### Problem description
Produce an exact copy of all the data below, dropping every image.

— start Extracted entries —

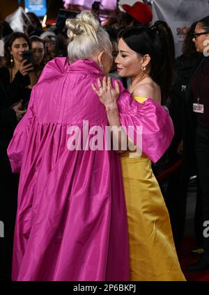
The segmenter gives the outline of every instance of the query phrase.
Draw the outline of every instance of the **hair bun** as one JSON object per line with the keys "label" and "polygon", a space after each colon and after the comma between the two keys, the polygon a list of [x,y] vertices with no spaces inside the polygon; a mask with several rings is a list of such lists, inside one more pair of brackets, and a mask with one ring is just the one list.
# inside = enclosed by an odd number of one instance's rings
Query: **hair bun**
{"label": "hair bun", "polygon": [[66,19],[65,24],[70,42],[82,34],[92,35],[97,40],[95,33],[100,29],[100,25],[89,11],[82,11],[75,19]]}

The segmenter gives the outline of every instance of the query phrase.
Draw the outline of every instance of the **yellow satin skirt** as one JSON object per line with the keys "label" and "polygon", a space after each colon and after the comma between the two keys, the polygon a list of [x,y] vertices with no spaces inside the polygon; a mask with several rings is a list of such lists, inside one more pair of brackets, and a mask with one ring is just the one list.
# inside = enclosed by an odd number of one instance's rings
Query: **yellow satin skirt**
{"label": "yellow satin skirt", "polygon": [[176,254],[169,216],[150,159],[121,157],[127,205],[130,280],[185,280]]}

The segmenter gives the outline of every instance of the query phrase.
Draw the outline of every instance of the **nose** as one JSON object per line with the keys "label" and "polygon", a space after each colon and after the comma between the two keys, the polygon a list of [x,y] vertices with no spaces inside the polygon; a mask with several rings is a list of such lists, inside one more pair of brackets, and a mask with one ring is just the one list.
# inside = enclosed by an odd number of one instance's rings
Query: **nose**
{"label": "nose", "polygon": [[117,56],[116,57],[116,59],[115,59],[115,63],[118,63],[118,58],[119,58],[119,56],[119,56],[119,54],[118,54],[117,55]]}

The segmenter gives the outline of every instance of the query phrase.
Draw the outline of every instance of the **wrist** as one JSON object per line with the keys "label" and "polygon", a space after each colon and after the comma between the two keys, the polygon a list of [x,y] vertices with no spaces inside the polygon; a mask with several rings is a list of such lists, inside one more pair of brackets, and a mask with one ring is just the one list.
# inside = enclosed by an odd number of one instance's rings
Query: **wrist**
{"label": "wrist", "polygon": [[108,106],[105,106],[105,109],[107,113],[118,113],[117,104],[112,104]]}

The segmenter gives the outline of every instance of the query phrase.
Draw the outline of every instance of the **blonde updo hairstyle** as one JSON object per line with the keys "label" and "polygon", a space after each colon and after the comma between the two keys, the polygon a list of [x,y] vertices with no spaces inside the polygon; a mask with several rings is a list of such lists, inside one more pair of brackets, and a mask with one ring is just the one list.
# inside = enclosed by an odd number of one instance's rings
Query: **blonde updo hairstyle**
{"label": "blonde updo hairstyle", "polygon": [[89,11],[82,11],[75,19],[66,19],[68,54],[71,62],[95,58],[102,51],[111,54],[108,33]]}

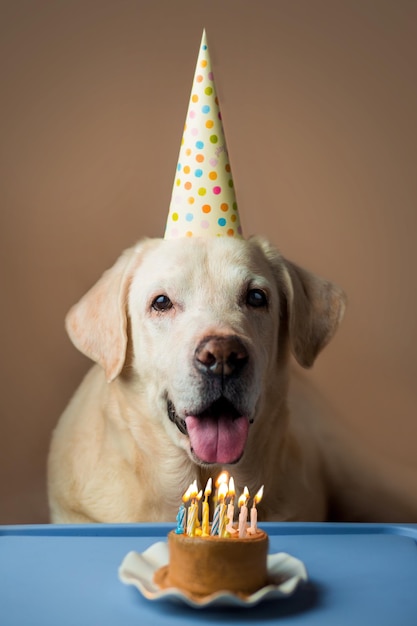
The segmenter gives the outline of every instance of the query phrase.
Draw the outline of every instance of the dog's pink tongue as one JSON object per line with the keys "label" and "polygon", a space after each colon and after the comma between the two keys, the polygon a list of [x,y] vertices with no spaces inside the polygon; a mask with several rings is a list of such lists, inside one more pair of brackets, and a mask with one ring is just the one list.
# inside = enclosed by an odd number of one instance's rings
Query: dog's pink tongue
{"label": "dog's pink tongue", "polygon": [[185,418],[194,454],[205,463],[234,463],[243,454],[248,436],[246,417]]}

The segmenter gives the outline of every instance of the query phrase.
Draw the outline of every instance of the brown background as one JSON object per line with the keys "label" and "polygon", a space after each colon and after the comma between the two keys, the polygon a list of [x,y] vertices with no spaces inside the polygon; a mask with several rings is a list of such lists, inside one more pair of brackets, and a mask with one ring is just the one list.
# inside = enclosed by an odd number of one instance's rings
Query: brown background
{"label": "brown background", "polygon": [[203,27],[246,234],[349,295],[309,377],[417,476],[416,3],[0,8],[0,523],[47,519],[50,433],[89,366],[64,315],[163,233]]}

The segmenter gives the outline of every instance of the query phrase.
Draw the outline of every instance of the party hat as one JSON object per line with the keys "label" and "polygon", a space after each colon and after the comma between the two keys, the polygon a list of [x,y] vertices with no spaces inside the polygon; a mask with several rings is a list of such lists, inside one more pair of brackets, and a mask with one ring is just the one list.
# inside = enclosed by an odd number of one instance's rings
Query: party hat
{"label": "party hat", "polygon": [[165,239],[242,237],[206,32],[188,105]]}

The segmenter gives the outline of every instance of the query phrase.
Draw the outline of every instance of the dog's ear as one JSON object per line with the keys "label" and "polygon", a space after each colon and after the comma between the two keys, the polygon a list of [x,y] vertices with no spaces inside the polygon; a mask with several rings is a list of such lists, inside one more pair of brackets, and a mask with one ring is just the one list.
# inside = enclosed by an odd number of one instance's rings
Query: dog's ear
{"label": "dog's ear", "polygon": [[342,321],[346,295],[340,287],[285,259],[262,237],[254,237],[274,272],[284,296],[291,351],[303,367],[311,367]]}
{"label": "dog's ear", "polygon": [[286,259],[282,279],[291,350],[300,365],[311,367],[342,321],[346,296],[330,281]]}
{"label": "dog's ear", "polygon": [[101,365],[111,382],[123,368],[127,348],[127,294],[137,248],[129,248],[68,312],[65,325],[73,344]]}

— end Extracted entries —

### Problem solution
The segmenter gives the outline of every instance of the query phrase.
Draw the outline of every instance of the **hair bun** as one JSON object per line with the keys "label" and "polygon", a space after each colon and after the comma between the two keys, the polygon a list of [x,y] vertices with no spaces inside the polygon; a mask with several rings is a list of such lists, inside one more pair of brackets, and a mask with one ring is just the one list.
# inside = enclosed by an odd number of one instance's rings
Query: **hair bun**
{"label": "hair bun", "polygon": [[66,19],[65,24],[70,42],[82,34],[92,35],[97,40],[95,33],[100,29],[100,25],[89,11],[82,11],[75,19]]}

The segmenter gives the outline of every instance of the query phrase.
Draw the outline of every instance of the **yellow satin skirt** as one JSON object per line with the keys "label" and "polygon", a space after each colon and after the comma between the two keys, the polygon a list of [x,y] vertices with no spaces inside the polygon; a mask with several rings is a list of such lists, inside one more pair of brackets, and a mask with one ring is just the one list.
# inside = enclosed by an odd number of one instance's rings
Query: **yellow satin skirt**
{"label": "yellow satin skirt", "polygon": [[176,254],[169,216],[150,159],[121,157],[127,205],[130,280],[185,280]]}

The segmenter gives the outline of every instance of the query phrase.
Draw the outline of every instance of the **nose** as one JSON object per line with the keys "label" and "polygon", a space after each colon and after the comma between the two keys, the polygon a list of [x,y] vertices with no spaces inside the polygon; a mask with several rings is a list of such lists, inside one more pair of brackets, and a mask with one ring is just the one list.
# inside = enclosed by an odd number of one instance's rings
Query: **nose**
{"label": "nose", "polygon": [[117,56],[116,57],[116,59],[115,59],[115,63],[118,63],[118,58],[119,58],[119,56],[119,56],[119,54],[118,54],[117,55]]}

The segmenter gives the outline of every instance of the query phrase.
Draw the outline of every instance of the **wrist** as one JSON object per line with the keys "label" and "polygon", a space after each colon and after the comma between the two keys, the polygon a list of [x,y] vertices with no spaces inside the polygon; a mask with several rings is a list of such lists, inside one more pair of brackets, and a mask with one ring is just the one list.
# inside = enclosed by an odd number of one instance's rings
Query: **wrist**
{"label": "wrist", "polygon": [[108,106],[105,106],[105,109],[107,113],[118,113],[117,104],[112,104]]}

The segmenter gives the outline of every instance of the query phrase.
Draw the outline of every instance of the **blonde updo hairstyle** as one JSON object per line with the keys "label" and "polygon", a space after each colon and after the comma between the two keys, the polygon a list of [x,y] vertices with no spaces inside the polygon; a mask with several rings is a list of such lists, inside one more pair of brackets, and a mask with one ring is just the one list.
# inside = enclosed by an odd number of one instance's rings
Query: **blonde updo hairstyle**
{"label": "blonde updo hairstyle", "polygon": [[89,11],[82,11],[75,19],[66,19],[68,54],[71,62],[95,58],[102,51],[111,54],[108,33]]}

The segmenter gives the outline of every instance of the query phrase.
Draw the outline of every instance of the dog's pink tongue as one JSON object per line with the keys "label" and "polygon", a space after each colon and after the comma between the two keys, the polygon a list of [x,y] vertices with no spaces inside the polygon; a mask with several rings is a list of such lists, inside one more pair of brackets, and a mask with one ring is just the one list.
# inside = enclosed by an odd number of one instance's rings
Query: dog's pink tongue
{"label": "dog's pink tongue", "polygon": [[185,418],[194,454],[205,463],[234,463],[243,454],[248,436],[246,417]]}

The segmenter gives the outline of every instance of the query phrase.
Draw the outline of every instance of the brown background as one JSON object per line with the keys "label" and "polygon", a space after each colon and after the comma between the two keys, the polygon a list of [x,y] vertices with no spaces inside the polygon; a mask with several rings is a list of such lists, inside one more pair of brackets, and a mask with one ring is just the one list.
# inside = enclosed by an odd number of one instance's rings
Query: brown background
{"label": "brown background", "polygon": [[203,27],[246,234],[349,295],[309,377],[417,476],[416,3],[0,8],[0,523],[47,519],[50,433],[89,366],[64,315],[163,233]]}

The segmenter gives the outline of every instance of the query phrase.
Draw the outline of every instance of the party hat as one JSON object per line with the keys "label" and "polygon", a space after each colon and after the comma between the two keys, the polygon a list of [x,y] vertices with no spaces inside the polygon; a mask with several rings is a list of such lists, inside one more pair of brackets, and a mask with one ring is just the one list.
# inside = enclosed by an odd number of one instance's rings
Query: party hat
{"label": "party hat", "polygon": [[165,239],[242,237],[206,32],[188,105]]}

The segmenter gives the outline of every instance of the query phrase.
Draw the outline of every instance of the dog's ear as one JSON object per line with the keys "label" and "polygon", a space after each colon and after the comma between the two keys, the polygon a list of [x,y] vertices with no spaces inside the polygon; a mask with several rings is a list of such lists, inside one more pair of brackets, and a mask with one ring is just the one list.
# inside = enclosed by an odd number of one instance's rings
Query: dog's ear
{"label": "dog's ear", "polygon": [[342,321],[346,295],[340,287],[285,259],[262,237],[254,237],[274,272],[284,296],[291,351],[303,367],[311,367]]}
{"label": "dog's ear", "polygon": [[286,259],[282,279],[291,350],[300,365],[311,367],[342,321],[346,296],[330,281]]}
{"label": "dog's ear", "polygon": [[101,365],[111,382],[123,368],[127,348],[127,294],[137,248],[129,248],[68,312],[65,325],[73,344]]}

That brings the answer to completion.